TASK OBJECTIVE:
Provide an exact reproduction of every entry.

PROVIDED INFORMATION:
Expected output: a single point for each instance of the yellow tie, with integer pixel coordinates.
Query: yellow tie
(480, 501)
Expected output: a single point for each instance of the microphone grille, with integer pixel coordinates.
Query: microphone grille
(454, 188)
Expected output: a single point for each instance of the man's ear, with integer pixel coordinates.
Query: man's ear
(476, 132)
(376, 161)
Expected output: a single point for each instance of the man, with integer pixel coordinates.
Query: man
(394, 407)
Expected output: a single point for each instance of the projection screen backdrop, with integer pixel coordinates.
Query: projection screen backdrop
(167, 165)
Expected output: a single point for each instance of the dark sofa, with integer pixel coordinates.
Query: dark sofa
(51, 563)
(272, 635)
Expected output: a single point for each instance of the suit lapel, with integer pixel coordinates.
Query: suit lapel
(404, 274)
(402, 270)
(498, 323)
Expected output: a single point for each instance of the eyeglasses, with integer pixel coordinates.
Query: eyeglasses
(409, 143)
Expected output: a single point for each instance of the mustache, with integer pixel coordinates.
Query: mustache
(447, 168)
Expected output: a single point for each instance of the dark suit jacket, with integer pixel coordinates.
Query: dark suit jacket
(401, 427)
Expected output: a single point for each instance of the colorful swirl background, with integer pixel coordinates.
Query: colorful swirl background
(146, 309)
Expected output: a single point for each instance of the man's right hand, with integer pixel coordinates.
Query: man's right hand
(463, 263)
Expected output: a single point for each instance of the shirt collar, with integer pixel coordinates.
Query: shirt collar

ANSWER FOR THE TASK:
Expected output: a single point for each instance of the yellow tie, with integer pixel coordinates.
Query: yellow tie
(480, 501)
Expected output: a single point for each instance of the microphone grille, with integer pixel coordinates.
Query: microphone grille
(454, 188)
Expected output: a single point for each instance of the man's ear, with integer pixel coordinates.
Query: man's ear
(476, 132)
(376, 161)
Expected output: a single point for each instance of the man, with integer pixel coordinates.
Query: man
(394, 407)
Expected output: a single point for each instance of the projection screen backdrop, with integer pixel coordinates.
Query: projection screen backdrop
(167, 165)
Expected output: a single point for each instance of the dark sofa, with integer pixel coordinates.
Query: dark sofa
(51, 563)
(272, 635)
Expected output: a single point for each instance of the suit lapel, with integer pixel coordinates.
Query: suit lapel
(404, 274)
(402, 270)
(498, 323)
Expected output: a single point for each instance of the eyeglasses, with integer pixel coordinates.
Query: eyeglasses
(409, 143)
Expected output: a single point for each instance of the mustache, with integer pixel coordinates.
Query: mustache
(447, 168)
Expected output: a single point for each instance of the dark suit jacket, with integer pixel coordinates.
Query: dark suit jacket
(401, 427)
Expected output: a single point for each instance of the colorful swirl background, with integer pixel coordinates.
Query: colorful swirl background
(146, 309)
Expected output: a single point for each instance of the man's right hand, with integer pixel coordinates.
Query: man's right hand
(463, 263)
Expected output: a single point for each instance of the shirt collar, with integer pixel coordinates.
Query: shirt collar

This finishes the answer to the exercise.